• Supplied records
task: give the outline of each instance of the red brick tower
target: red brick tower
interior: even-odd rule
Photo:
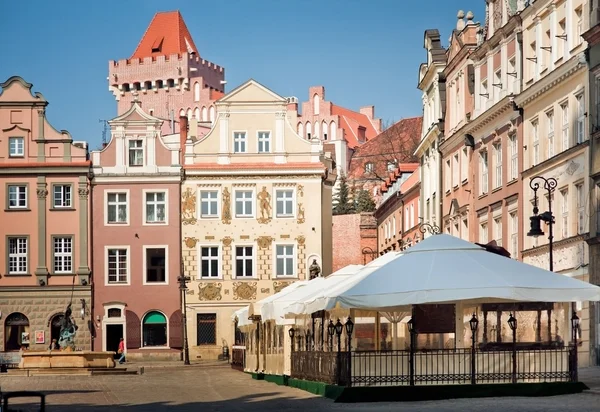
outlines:
[[[108,64],[118,115],[137,97],[146,112],[172,124],[181,115],[211,123],[224,79],[223,67],[200,57],[179,11],[156,13],[133,55]],[[172,124],[165,122],[175,132]]]

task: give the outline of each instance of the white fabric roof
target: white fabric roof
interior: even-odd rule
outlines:
[[[384,255],[385,256],[385,255]],[[395,308],[456,301],[577,302],[600,300],[600,287],[487,252],[440,234],[356,281],[331,288],[303,312],[343,308]],[[310,312],[309,312],[310,313]]]

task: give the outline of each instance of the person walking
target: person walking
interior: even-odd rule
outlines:
[[[50,343],[50,346],[48,347],[49,350],[59,350],[60,346],[58,346],[58,342],[56,342],[56,339],[52,339],[52,342]]]
[[[119,342],[118,353],[119,355],[121,355],[121,357],[119,358],[119,363],[125,363],[125,340],[123,338],[121,338],[121,341]]]

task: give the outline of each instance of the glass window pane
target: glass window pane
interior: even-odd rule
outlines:
[[[209,265],[208,260],[202,260],[202,266],[200,268],[200,270],[201,270],[200,274],[202,276],[208,276],[208,265]]]
[[[219,262],[217,260],[212,260],[210,262],[211,266],[211,276],[217,277],[219,276]]]
[[[200,204],[200,213],[203,215],[208,215],[208,202],[203,201]]]
[[[235,214],[236,215],[243,215],[244,214],[244,204],[243,202],[235,202]]]
[[[277,276],[283,275],[283,259],[277,258]]]
[[[244,261],[243,260],[236,260],[235,274],[236,274],[236,276],[244,276]]]
[[[201,252],[200,252],[200,253],[202,254],[202,256],[208,256],[208,253],[209,253],[209,248],[207,248],[207,247],[203,247],[203,248],[201,249]]]
[[[252,276],[252,260],[246,260],[246,276]]]
[[[286,275],[291,275],[294,273],[294,259],[292,259],[292,258],[286,259],[285,266],[286,266]]]

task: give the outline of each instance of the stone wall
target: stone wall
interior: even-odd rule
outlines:
[[[334,272],[370,262],[376,257],[371,250],[377,251],[377,220],[373,213],[333,216]]]

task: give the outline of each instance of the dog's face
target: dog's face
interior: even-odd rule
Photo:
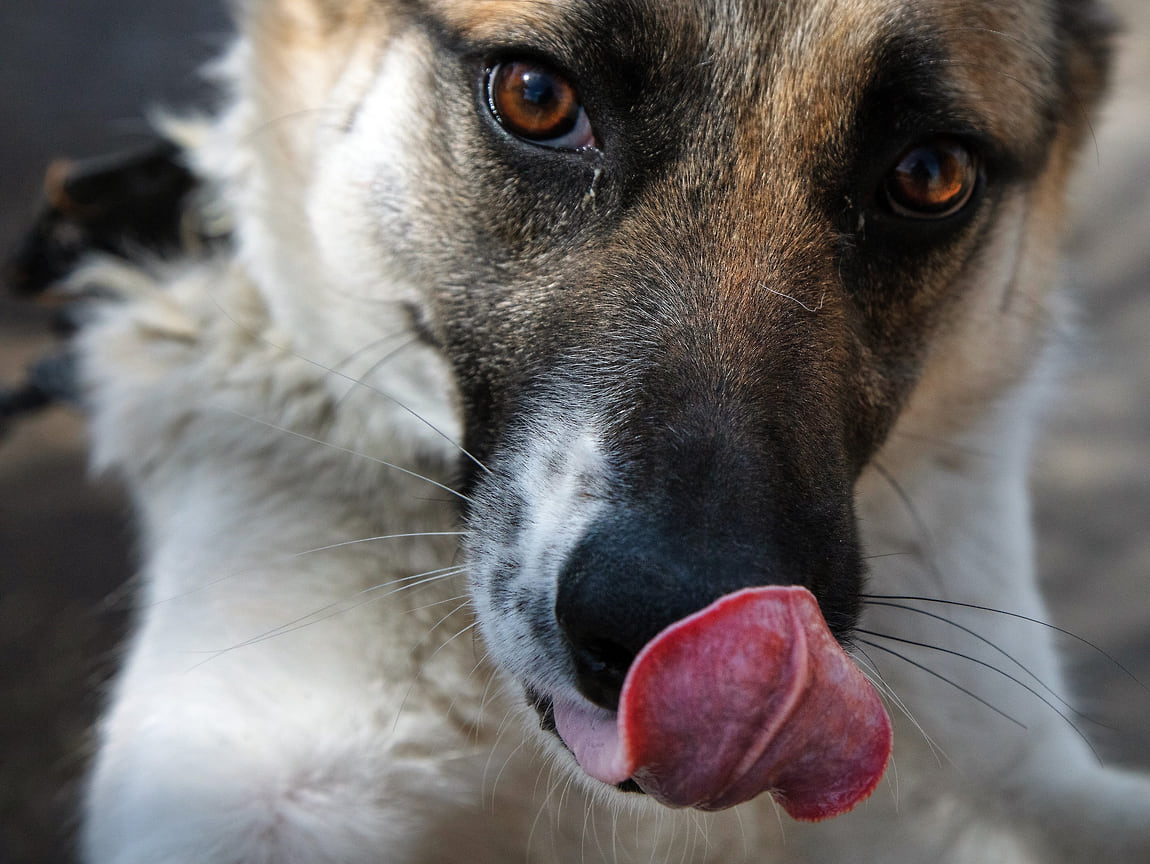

• Problem details
The response is the full listing, copied exactly, with the pictures omitted.

• Task result
task: give the outline of each instance of the red brick tower
target: red brick tower
interior: even-odd rule
Photo:
outlines:
[[[108,64],[118,115],[137,97],[146,112],[172,124],[181,115],[211,123],[224,79],[223,67],[200,57],[179,11],[156,13],[133,55]],[[172,124],[165,122],[175,132]]]

task: give the outline of each instance of the white fabric roof
target: white fabric roof
interior: even-odd rule
outlines:
[[[384,255],[385,256],[385,255]],[[395,308],[456,301],[577,302],[600,300],[600,287],[487,252],[440,234],[356,281],[331,288],[303,312],[343,308]],[[310,312],[309,312],[310,313]]]

task: give the outline of each instance of the person walking
target: person walking
interior: even-odd rule
outlines:
[[[50,343],[50,346],[48,347],[49,350],[59,350],[60,346],[58,346],[58,342],[56,342],[56,339],[52,339],[52,342]]]
[[[119,342],[118,353],[119,355],[121,355],[121,357],[119,358],[119,363],[125,363],[125,340],[123,338],[121,338],[121,341]]]

task: give the outline of each instance of the glass window pane
target: glass window pane
interior: even-odd rule
outlines:
[[[209,265],[208,260],[202,260],[202,266],[200,268],[200,270],[201,270],[200,274],[202,276],[208,276],[208,265]]]
[[[219,262],[217,260],[212,260],[210,262],[211,266],[211,276],[217,277],[219,276]]]
[[[200,204],[200,213],[203,215],[208,215],[208,202],[203,201]]]
[[[235,214],[236,215],[243,215],[244,214],[244,204],[243,202],[235,202]]]
[[[277,276],[283,275],[283,259],[277,258]]]
[[[244,261],[243,260],[236,260],[235,274],[236,274],[236,276],[244,276]]]
[[[201,252],[200,252],[200,253],[202,254],[202,256],[208,256],[208,253],[209,253],[209,248],[207,248],[207,247],[203,247],[203,248],[201,249]]]
[[[252,276],[252,260],[246,260],[246,276]]]
[[[286,275],[291,275],[294,273],[294,259],[292,259],[292,258],[286,259],[285,266],[286,266]]]

task: give the outline of each instance of the stone wall
target: stone wall
interior: even-odd rule
outlines:
[[[334,272],[370,262],[376,257],[371,250],[377,251],[377,220],[373,213],[333,216]]]

task: give the outline of each instance of the dog's face
target: dog's face
interior: even-odd rule
Photo:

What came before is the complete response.